* **RINCIAN TUGAS**:
Lanjutkan teks tentang hijrah para sahabat Nabi ke Madinah, mulai setelah kalimat terakhir yang tercantum.

* **TEKS YANG DIBERIKAN**:
*-*-*

Nabi Shallallahu Alaihi wa Sallam Mengijinkan Para Sahabatnya Berhijrah ke Madinah

Ibnu SA’d di dalam kitabnya ath-Thabaqat menyebutkan riwayat dari Aisyah ra. : Ketika jumlah pengikutnya mencapai tujuh puluh orang. Rasulullah Shallallahu Alaihi wa Sallam merasa senang, Karena Allah telah membuatnya suatu „benteng pertahanan“ dari suatu kaum yang memiliki keahlian dalam peperangan, persenjataan, dan pembelaan. Tetapi permusuhan dan penyiksaan kaum musyrik terhadap kaum Muslim pun semakin gencar dan berat. Mereka menerima cacian dan penyiksaan yang sebelumnya tidak pernah mereka alami, sehingga para sahabat mengadu kepada Rasulullah dan permintaan ijin ini dijawab oleh Rasulullah Shallallahu Alaihi wa Sallam :

“Sesungguhnya aku pun telah diberitahu bahwa tempat hijrah kalian adalah Yatsrib. Barang siapa yang ingin ke luar, maka hendaklah ia keluar ke Yatsrib.“

Maka para sahabat pun bersiap-siap , mengemas semau keperluan perjalanan, kemduian berangkatlah ek Madinah secara sembunyi-sembunyi. Sahabat yang pertama kali sampai di Madinah ialah Abu Salamah bin Abdul Asad kemudian Amir bin Rab’ah bersama istrinya. Laila binti Abi Hasymah, dialah wanita yang pertama kali datang ke Madinah dengan menggunakan kendaraan sekedup. Setelah itu para sahabat Rasulullah  datang secara bergelombang. Mereka turun di rumah-rumah kaum Anshar mendapatkan tempat perlindungan.

Tidak seorangpun dari sahabat Rasulullah yang berani hijrah secara terang-terangan kecuali Umar bin al-Khattab ra. Ali bin Abi Thalib meriwayatkan bahwa ketika Umar ra hendak berhijrah , ia membawa pedang busur, panah dan tongkat di tangannya menuju Ka’bah. Kemudian sambil disaksikan oleh tokoh-tokoh Quraisy , Umar ra melakuakn thawaf tujuh kali dengan tenang. Setelah thawaf tujuh kali ia datang ke Maqam dan mengerjakan shalat. Kemudian berdiri seraya berkata :

“Semoga celakalah wajah-wajah ini! Wajah-wajah inilah yang akan dikalahkan Allah!Barangsiapa ingin ibunya kehilangan anaknya, atau istrinya menjadi janda, atau anaknya menjadi yatim piatu, hendaklah ia menghadangku di balik lembah ini.“

Selanjutnya Ali ra mengatakan :“Tidak seorangpun berani mengikuti Umar kecuali beberapa kaum lemah yang telah diberitahu oleh Umar. Kemudian Umar ra berjalan dengan aman.

Demikianlah secara berangsur-angsur kaum Muslim melakukan hijrah ke Madinah sehingga tidak ada yang tertinggal di Mekkah kecuali Rasullah Shallallahu Alaihi wa Sallam, Abu Bakar ra, Ali ra, orang-orang yang ditahan, orang-orang sakit dan orang-orang yang tidak mampu keluar

Beberapa Ibrah

Cobaan berat yang dihadapi para sahabat Rasulullah Shallallahu Alaihi wa Sallam semasa di Mekkah adalah berupa gangguan, penyiksaan , cacian dan penghinaan dari kaum musyrik. Setelah Rasulullah mengijinkan mereka berhijrah, cobaan berat itu kini berupa meninggalkan tanah air, harta kekayaan , rumah dan keluarga.

*-*-*

* **BARIS DATA**:
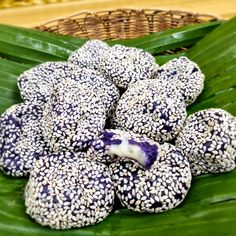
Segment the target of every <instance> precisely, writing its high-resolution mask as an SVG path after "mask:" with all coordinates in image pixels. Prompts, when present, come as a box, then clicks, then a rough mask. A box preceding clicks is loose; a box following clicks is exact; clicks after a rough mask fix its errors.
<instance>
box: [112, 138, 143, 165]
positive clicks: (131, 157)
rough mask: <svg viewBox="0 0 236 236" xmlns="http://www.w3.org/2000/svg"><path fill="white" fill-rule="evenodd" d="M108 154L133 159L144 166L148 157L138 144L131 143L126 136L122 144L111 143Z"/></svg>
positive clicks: (122, 141) (119, 156)
mask: <svg viewBox="0 0 236 236" xmlns="http://www.w3.org/2000/svg"><path fill="white" fill-rule="evenodd" d="M108 154H109V155H117V156H119V157H122V158H130V159H133V160H135V161H137V162H138V163H139V164H140V165H141V166H143V167H145V164H146V159H147V157H146V155H145V153H144V152H143V151H142V149H141V148H140V147H139V146H138V145H136V144H130V143H129V141H128V140H127V139H126V138H124V139H122V141H121V144H112V145H110V146H109V148H108Z"/></svg>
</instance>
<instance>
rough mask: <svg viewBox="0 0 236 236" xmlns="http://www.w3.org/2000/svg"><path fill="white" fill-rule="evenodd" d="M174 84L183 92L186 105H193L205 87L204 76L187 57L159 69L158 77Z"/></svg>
mask: <svg viewBox="0 0 236 236" xmlns="http://www.w3.org/2000/svg"><path fill="white" fill-rule="evenodd" d="M156 78H158V79H160V80H165V81H168V82H170V83H173V84H174V85H175V86H176V87H177V88H178V89H179V90H180V92H181V94H182V96H183V97H184V100H185V102H186V105H190V104H191V103H193V102H194V101H195V100H196V98H197V97H198V95H199V94H200V93H201V92H202V90H203V87H204V78H205V76H204V74H203V73H202V72H201V70H200V68H199V67H198V65H197V64H196V63H194V62H192V61H191V60H189V59H188V58H187V57H179V58H175V59H173V60H170V61H169V62H167V63H166V64H164V65H163V66H161V67H160V68H159V69H158V75H157V77H156Z"/></svg>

*-*-*

* **HASIL JAWABAN**:
Para sahabat dengan setia dan ikhlas kepada  Allah menghadapi kedua bentuk cobaan berat tersebut. Semua penderitaan dan kesulitan mereka hadapi dengan penuh kesabaran dan ketabahan. Hingga ketika Rasulullah memerintahkan mereka berhijrah ke Madinah, tanpa merasa berat mereka berangkat meninggalkan tanah air, kekayaan dan rumah mereka. Mereka tidak bisa membawa harta benda dan kekayaan , karena harus berangkat secara sembunyi-sembunyi. Semua itu mereka tinggalkan di Mekkah untuk menyelamatkan agamanya, dan mendapatkan gantiu ukhuwah yang menantikan mereka di Madinah.

Ini adalah gambaran yang benar tentang pribadi Muslim yang mengikhlaskan agma kepada Allah. Tidak mempedulikan tanah air, harta kekayaan dan kerabat demi menyelamatkan agama aqidahnya. Itulah yang telah dilakukan oleh para sahabat Rasulullah di Mekkah.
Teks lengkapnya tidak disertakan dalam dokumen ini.